===== SELECTED EXCERPT

In the summer of 1857, the Russian Empire offered monetary compensation to China's Qing dynasty government if they would remove the native inhabitants from the area; however, their offer was rebuffed. The following year, in the 1858 Treaty of Aigun, the Qing ceded the north bank of the Amur to Russia. However, Qing subjects residing north of the Amur River were permitted to "retain their domiciles in perpetuity under the authority of the Manchu government".

The earliest known Russian estimate (1859) gives the population of Qing subjects in the "Trans-Zeya District" as 3,000, without breakdown by ethnicity; the next one (1870) gives it as 10,646, including 5,400 Han, 4,500 Manchus and 1,000 Daurs. The estimates published between the late 1870s and early 1890s varied between 12,000 and 16,000, peaking in 1894, at 16,102 (including 9,119 Han Chinese, 5,783 Manchus, and 1,200 Daurs). After that, reported numbers went down (7,000 to 7,500 residents reported each year from 1895 to 1899); by that time, however, the Trans-Zeya villagers constituted only a minority of the Chinese present in the region. For example, besides the Trans-Zeya villagers, in 1898 statistics reported 12,199 Chinese otkhodniki (migrant workers) and 5,400 Chinese miners in the Amur Oblast as it existed at the time, as well as 4,008 Chinese urban residents in Blagoveshchensk and probably elsewhere.

During the Boxer Rebellion in 1900, Qing forces attempted to blockade Russian boat traffic on the Amur near Aigun, starting from 16 July, and attacked Blagoveshchensk along with Chinese Honghuzi bandits. In response to these attacks the military governor of the Amur region, Lieutenant-General Konstantin Nikolaevich Gribskii, ordered the expulsion of all Qing subjects who remained north of the river. This included the residents of the villages, and Chinese traders and workers who lived in Blagoveshchensk proper, where they numbered anywhere between half to one-sixth of the local population of 30,000. They were taken by the local police and driven into the river to be drowned. Those who could swim were shot by the Russian forces. Thousands died as a result.

==========

**PROBLEM:** Continue the passage on Qing subjects living north of the Amur River, starting right after its final sentence.

===== DATA SHOWN

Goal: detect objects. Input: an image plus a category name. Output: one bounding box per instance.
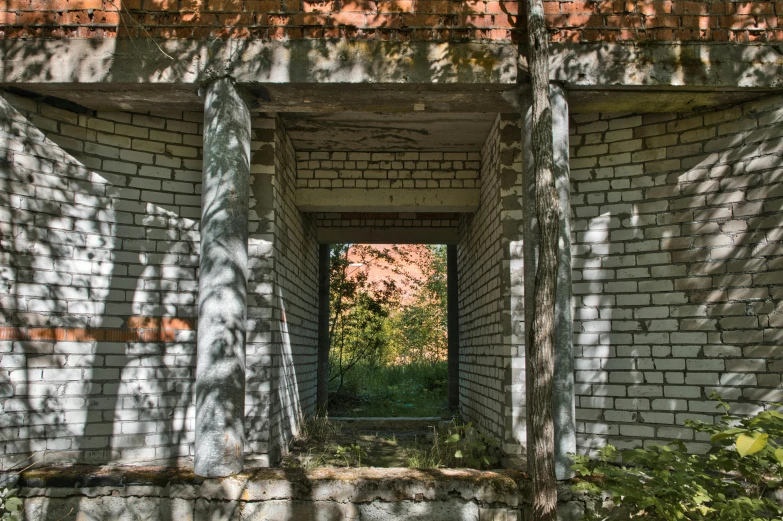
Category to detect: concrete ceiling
[281,112,497,152]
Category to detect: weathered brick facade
[571,96,783,448]
[0,0,783,42]
[0,94,318,468]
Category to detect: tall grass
[329,361,450,417]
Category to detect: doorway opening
[328,244,452,418]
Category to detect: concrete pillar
[316,244,330,415]
[522,84,576,479]
[194,78,250,477]
[446,244,459,409]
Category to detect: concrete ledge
[13,466,585,521]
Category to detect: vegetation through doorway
[328,244,451,418]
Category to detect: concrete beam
[315,226,459,244]
[296,188,481,212]
[194,78,250,477]
[0,38,783,90]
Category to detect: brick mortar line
[0,323,195,342]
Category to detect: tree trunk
[525,0,558,521]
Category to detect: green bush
[407,420,502,470]
[572,396,783,521]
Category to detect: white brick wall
[296,151,481,188]
[457,115,505,439]
[457,114,525,464]
[571,96,783,450]
[246,116,318,463]
[0,94,201,468]
[0,94,317,468]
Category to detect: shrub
[572,396,783,521]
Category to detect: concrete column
[522,84,576,479]
[316,244,330,414]
[446,244,459,409]
[194,78,250,477]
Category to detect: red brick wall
[0,0,783,42]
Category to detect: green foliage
[407,420,501,469]
[334,443,367,467]
[329,244,399,392]
[389,246,448,361]
[329,362,448,417]
[572,396,783,521]
[299,414,340,441]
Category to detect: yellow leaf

==========

**TASK OUTPUT:**
The massacre angered the Chinese, and had ramifications for the future: the Chinese Honghuzi fought a guerrilla war against Russian occupation and assisted the Japanese in the Russo-Japanese War against the Russians in revenge. Louis Livingston Seaman mentioned the massacre as being the reason for the Chinese Honghuzi hatred towards the Russians: "The Chinaman, be he Hung-hutze or peasant, in his relation to the Russians in this conflict with Japan has not forgotten the terrible treatment accorded him since the Muscovite occupation of Manchuria. He still remembers the massacre at Blagovestchensk when nearly 8,000 unarmed men, women, and children were driven at the point of the bayonet into the raging Amur, until—as one of the Russian officers who participated in that brutal murder told me at Chin-Wang-Tao in 1900 — "the execution of my orders made me almost sick, for it seemed as though I could have walked across the river on the bodies of the floating dead." Not a Chinaman escaped, except forty who were employed by a leading foreign merchant who ransomed their lives at a thousand rubles each. These, and many even worse, atrocities are remembered and now is their moment for revenge. So it was easy for Japan to enlist the sympathy of these men, especially when emphasized by liberal pay, as is now the case. It is believed that more than 10,000 of these bandits, divided into companies of from 200 to 300 each and led by Japanese officers, are now in the pay of Japan."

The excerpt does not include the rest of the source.